WRITTEN PROBLEM ->
Transcribe the entries that follow exactly as they appear, minus pictures.

EXERCISE INPUTS ->
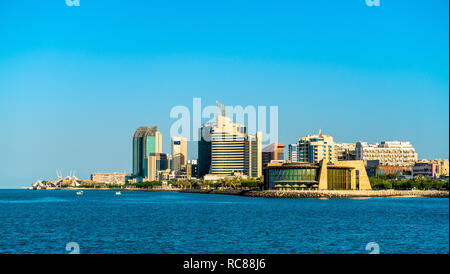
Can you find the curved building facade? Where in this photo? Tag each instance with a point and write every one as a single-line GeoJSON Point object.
{"type": "Point", "coordinates": [146, 140]}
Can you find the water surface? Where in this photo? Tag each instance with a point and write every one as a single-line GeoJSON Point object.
{"type": "Point", "coordinates": [171, 222]}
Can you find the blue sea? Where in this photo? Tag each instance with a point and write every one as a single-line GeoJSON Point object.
{"type": "Point", "coordinates": [169, 222]}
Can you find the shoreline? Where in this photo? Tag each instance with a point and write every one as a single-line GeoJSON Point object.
{"type": "Point", "coordinates": [327, 193]}
{"type": "Point", "coordinates": [293, 193]}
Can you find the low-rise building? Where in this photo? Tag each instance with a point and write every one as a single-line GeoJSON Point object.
{"type": "Point", "coordinates": [373, 168]}
{"type": "Point", "coordinates": [293, 152]}
{"type": "Point", "coordinates": [110, 178]}
{"type": "Point", "coordinates": [345, 151]}
{"type": "Point", "coordinates": [274, 151]}
{"type": "Point", "coordinates": [340, 175]}
{"type": "Point", "coordinates": [425, 168]}
{"type": "Point", "coordinates": [392, 153]}
{"type": "Point", "coordinates": [314, 148]}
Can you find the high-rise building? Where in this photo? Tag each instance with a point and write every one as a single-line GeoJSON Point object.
{"type": "Point", "coordinates": [389, 153]}
{"type": "Point", "coordinates": [274, 151]}
{"type": "Point", "coordinates": [179, 152]}
{"type": "Point", "coordinates": [293, 152]}
{"type": "Point", "coordinates": [253, 155]}
{"type": "Point", "coordinates": [345, 151]}
{"type": "Point", "coordinates": [225, 149]}
{"type": "Point", "coordinates": [314, 148]}
{"type": "Point", "coordinates": [146, 140]}
{"type": "Point", "coordinates": [191, 169]}
{"type": "Point", "coordinates": [156, 162]}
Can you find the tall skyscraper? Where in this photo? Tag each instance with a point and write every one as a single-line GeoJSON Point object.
{"type": "Point", "coordinates": [293, 152]}
{"type": "Point", "coordinates": [225, 149]}
{"type": "Point", "coordinates": [314, 148]}
{"type": "Point", "coordinates": [179, 152]}
{"type": "Point", "coordinates": [155, 162]}
{"type": "Point", "coordinates": [146, 140]}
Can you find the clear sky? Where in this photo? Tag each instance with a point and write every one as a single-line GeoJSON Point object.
{"type": "Point", "coordinates": [76, 82]}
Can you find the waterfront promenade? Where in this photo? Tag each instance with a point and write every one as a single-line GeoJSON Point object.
{"type": "Point", "coordinates": [326, 193]}
{"type": "Point", "coordinates": [290, 193]}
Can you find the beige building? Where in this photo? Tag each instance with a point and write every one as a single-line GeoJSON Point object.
{"type": "Point", "coordinates": [443, 167]}
{"type": "Point", "coordinates": [340, 175]}
{"type": "Point", "coordinates": [345, 151]}
{"type": "Point", "coordinates": [109, 178]}
{"type": "Point", "coordinates": [314, 148]}
{"type": "Point", "coordinates": [389, 153]}
{"type": "Point", "coordinates": [226, 149]}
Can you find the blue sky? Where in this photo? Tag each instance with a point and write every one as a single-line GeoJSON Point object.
{"type": "Point", "coordinates": [75, 82]}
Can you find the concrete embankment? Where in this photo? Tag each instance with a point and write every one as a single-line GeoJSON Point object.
{"type": "Point", "coordinates": [326, 193]}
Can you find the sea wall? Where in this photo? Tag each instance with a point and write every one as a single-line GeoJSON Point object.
{"type": "Point", "coordinates": [326, 193]}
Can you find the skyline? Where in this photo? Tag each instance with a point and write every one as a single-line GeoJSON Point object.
{"type": "Point", "coordinates": [76, 82]}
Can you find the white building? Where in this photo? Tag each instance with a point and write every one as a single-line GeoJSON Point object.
{"type": "Point", "coordinates": [293, 152]}
{"type": "Point", "coordinates": [389, 153]}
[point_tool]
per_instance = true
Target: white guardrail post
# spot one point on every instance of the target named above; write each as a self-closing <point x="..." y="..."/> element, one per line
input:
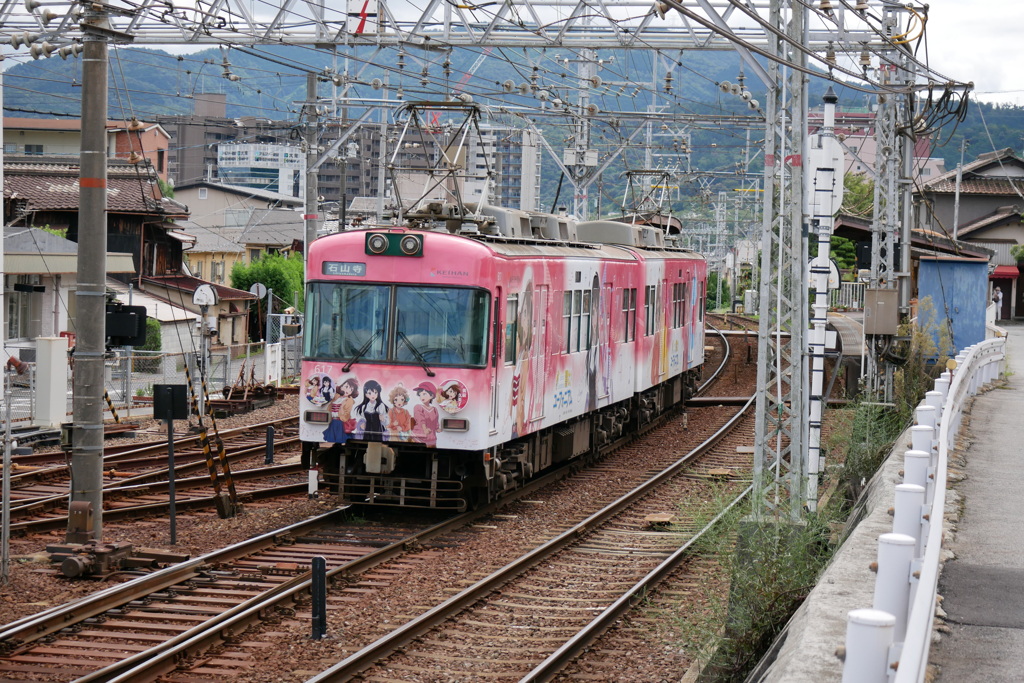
<point x="891" y="641"/>
<point x="868" y="639"/>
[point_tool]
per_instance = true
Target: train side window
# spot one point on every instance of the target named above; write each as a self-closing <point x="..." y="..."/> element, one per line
<point x="678" y="304"/>
<point x="700" y="303"/>
<point x="649" y="308"/>
<point x="630" y="313"/>
<point x="585" y="332"/>
<point x="511" y="327"/>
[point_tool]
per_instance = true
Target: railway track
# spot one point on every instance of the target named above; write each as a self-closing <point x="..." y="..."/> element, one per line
<point x="135" y="481"/>
<point x="567" y="591"/>
<point x="280" y="571"/>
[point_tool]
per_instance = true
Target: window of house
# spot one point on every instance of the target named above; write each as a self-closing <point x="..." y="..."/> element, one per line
<point x="18" y="306"/>
<point x="630" y="313"/>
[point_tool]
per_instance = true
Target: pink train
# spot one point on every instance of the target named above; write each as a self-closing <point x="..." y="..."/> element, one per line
<point x="442" y="369"/>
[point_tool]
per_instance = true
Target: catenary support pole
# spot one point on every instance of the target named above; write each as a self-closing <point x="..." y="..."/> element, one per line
<point x="87" y="437"/>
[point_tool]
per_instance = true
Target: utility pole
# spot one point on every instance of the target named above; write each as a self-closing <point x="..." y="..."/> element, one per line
<point x="311" y="214"/>
<point x="780" y="456"/>
<point x="960" y="176"/>
<point x="87" y="435"/>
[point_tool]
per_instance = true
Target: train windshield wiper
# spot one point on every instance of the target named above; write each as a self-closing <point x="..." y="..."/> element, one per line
<point x="360" y="352"/>
<point x="416" y="352"/>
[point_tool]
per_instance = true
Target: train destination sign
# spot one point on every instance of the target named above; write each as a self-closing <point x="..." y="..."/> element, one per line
<point x="344" y="268"/>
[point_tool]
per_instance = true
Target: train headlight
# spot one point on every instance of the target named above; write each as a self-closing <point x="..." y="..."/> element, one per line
<point x="377" y="243"/>
<point x="412" y="245"/>
<point x="390" y="244"/>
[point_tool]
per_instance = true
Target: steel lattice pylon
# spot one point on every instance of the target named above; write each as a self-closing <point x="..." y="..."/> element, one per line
<point x="780" y="456"/>
<point x="890" y="225"/>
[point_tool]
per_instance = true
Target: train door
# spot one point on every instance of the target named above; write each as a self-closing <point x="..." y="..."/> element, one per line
<point x="500" y="348"/>
<point x="541" y="351"/>
<point x="605" y="332"/>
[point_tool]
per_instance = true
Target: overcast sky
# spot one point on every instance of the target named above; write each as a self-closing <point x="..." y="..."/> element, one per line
<point x="977" y="40"/>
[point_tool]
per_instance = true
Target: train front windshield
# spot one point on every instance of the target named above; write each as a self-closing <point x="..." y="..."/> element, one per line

RESULT BELOW ->
Can you find the curved building facade? Where in this photo? Tag each instance with a point and write every one as a single-line GeoJSON Point object.
{"type": "Point", "coordinates": [146, 140]}
Can you find the water surface? Where in this photo? Tag each instance with a point and write every one as a single-line GeoJSON Point object.
{"type": "Point", "coordinates": [171, 222]}
Can you find the blue sea? Where in this photo? Tag each instance with a point and write every one as a single-line GeoJSON Point object.
{"type": "Point", "coordinates": [169, 222]}
Can you find the shoreline? Where in this photo? Tag each instance with a point and write every one as a single-line GeoJSON Point object.
{"type": "Point", "coordinates": [327, 193]}
{"type": "Point", "coordinates": [293, 193]}
Can you find the low-rise building? Where in this photo? Tag each instance with a point and write every one as a single-line GeoJSON Point object.
{"type": "Point", "coordinates": [373, 168]}
{"type": "Point", "coordinates": [293, 152]}
{"type": "Point", "coordinates": [110, 178]}
{"type": "Point", "coordinates": [345, 151]}
{"type": "Point", "coordinates": [274, 151]}
{"type": "Point", "coordinates": [340, 175]}
{"type": "Point", "coordinates": [425, 168]}
{"type": "Point", "coordinates": [392, 153]}
{"type": "Point", "coordinates": [314, 148]}
Can you find the high-rise building? Where in this photo? Tag each instance with a point and write every one as a single-line GeoJSON Point object.
{"type": "Point", "coordinates": [389, 153]}
{"type": "Point", "coordinates": [274, 151]}
{"type": "Point", "coordinates": [179, 152]}
{"type": "Point", "coordinates": [293, 152]}
{"type": "Point", "coordinates": [253, 155]}
{"type": "Point", "coordinates": [345, 151]}
{"type": "Point", "coordinates": [225, 149]}
{"type": "Point", "coordinates": [314, 148]}
{"type": "Point", "coordinates": [146, 140]}
{"type": "Point", "coordinates": [191, 169]}
{"type": "Point", "coordinates": [156, 162]}
Can you find the tall skyscraper? Where in this photo? Tag each instance with a point and write every one as a single-line GeoJSON Point object.
{"type": "Point", "coordinates": [293, 152]}
{"type": "Point", "coordinates": [225, 149]}
{"type": "Point", "coordinates": [314, 148]}
{"type": "Point", "coordinates": [179, 152]}
{"type": "Point", "coordinates": [155, 162]}
{"type": "Point", "coordinates": [146, 140]}
Can you find the clear sky? Where in this photo? Tag each instance with a point and write every one as a single-line GeoJSON Point object.
{"type": "Point", "coordinates": [76, 82]}
Can you find the waterfront promenade? Where in this photo? Tag each instance with a point and write every one as a single-line GeoJSON Point object.
{"type": "Point", "coordinates": [326, 193]}
{"type": "Point", "coordinates": [290, 193]}
Can you find the beige building? Where in this photo? Tag each instance with a point and write every one as a single-line GeoJSON Point object.
{"type": "Point", "coordinates": [443, 167]}
{"type": "Point", "coordinates": [340, 175]}
{"type": "Point", "coordinates": [345, 151]}
{"type": "Point", "coordinates": [109, 178]}
{"type": "Point", "coordinates": [314, 148]}
{"type": "Point", "coordinates": [389, 153]}
{"type": "Point", "coordinates": [226, 149]}
Can you find the blue sky? Where in this photo? Tag each instance with a point and write every one as a single-line GeoJSON Point object.
{"type": "Point", "coordinates": [75, 82]}
Can you find the concrete embankment? Where in this photo? Tag each instance with a point and write every one as a single-line GeoJSON Point object.
{"type": "Point", "coordinates": [326, 193]}
Can you find the sea wall? Where in this photo? Tag each instance with a point and write every one as a single-line GeoJSON Point object.
{"type": "Point", "coordinates": [326, 193]}
Can you find the skyline? Where in this photo? Tag each instance with a point and write every one as a single-line GeoJSON Point object.
{"type": "Point", "coordinates": [76, 82]}
Can you find the white building? Where in this photo? Tag each instance with a point and write every one as a single-line GeoJSON Point object.
{"type": "Point", "coordinates": [293, 152]}
{"type": "Point", "coordinates": [389, 153]}
[point_tool]
per_instance = true
Target: white guardrail post
# spot one point on every instance of the target named above; write each as a self-closing <point x="..." y="..."/> element, one per line
input:
<point x="891" y="641"/>
<point x="868" y="639"/>
[point_tool]
per_instance = true
Target: train side window
# spot one point on every instance of the target named above; write each as a self-closing <point x="..." y="..."/> element, one per line
<point x="678" y="304"/>
<point x="700" y="303"/>
<point x="649" y="308"/>
<point x="630" y="313"/>
<point x="585" y="332"/>
<point x="511" y="327"/>
[point_tool]
per_instance = true
Target: railway track
# spot one point on every instance of the target named above; write each as a self-closing <point x="..." y="..."/> element, one per line
<point x="135" y="481"/>
<point x="567" y="591"/>
<point x="280" y="571"/>
[point_tool]
per_instance = true
Target: window of house
# spot one point on every instance of the target named above; write each as a self-closing <point x="..." y="..."/> element, one per line
<point x="18" y="306"/>
<point x="630" y="313"/>
[point_tool]
per_instance = true
Target: pink train
# spot one point on every instance of the target named above; write each as a self-closing <point x="..." y="..."/> element, one per line
<point x="442" y="369"/>
[point_tool]
per_instance = true
Target: catenary support pole
# spot one point on every instance of the target named above; write each as a self-closing <point x="..." y="..."/> element, one per line
<point x="87" y="437"/>
[point_tool]
per_instance = true
Target: utility pole
# spot one point on every instance of the target named above; write each as a self-closing <point x="..." y="..."/> element, one per line
<point x="311" y="214"/>
<point x="780" y="456"/>
<point x="960" y="176"/>
<point x="87" y="435"/>
[point_tool]
per_instance = true
Target: train windshield wiper
# spot one point on every instance of the target named above; write each as a self-closing <point x="..." y="..."/> element, one per line
<point x="360" y="352"/>
<point x="416" y="352"/>
[point_tool]
per_instance = true
Target: train destination sign
# spot one point on every instance of the target named above; write each as a self-closing <point x="..." y="..."/> element, one per line
<point x="344" y="268"/>
[point_tool]
per_instance = true
Target: train headlight
# spot one point on every instance of the target named above; write each as a self-closing <point x="..." y="..."/> element, one per line
<point x="377" y="243"/>
<point x="412" y="245"/>
<point x="390" y="244"/>
[point_tool]
per_instance = true
Target: steel lattice pylon
# spot one point on every instance of the target named above; write each as a self-closing <point x="..." y="..."/> element, one per line
<point x="780" y="456"/>
<point x="890" y="225"/>
[point_tool]
per_instance = true
Target: train door
# spot one point on every instance of the target named above; write each as a self-closing <point x="..." y="..."/> element, one per line
<point x="500" y="348"/>
<point x="541" y="351"/>
<point x="605" y="332"/>
[point_tool]
per_instance = true
Target: overcast sky
# spot one point on every instance of the target named above; write each as a self-closing <point x="..." y="..."/> element, one per line
<point x="977" y="40"/>
[point_tool]
per_instance = true
Target: train front windshield
# spot one point on every instance of the target named above; write each as a self-closing <point x="..." y="..."/> element, one per line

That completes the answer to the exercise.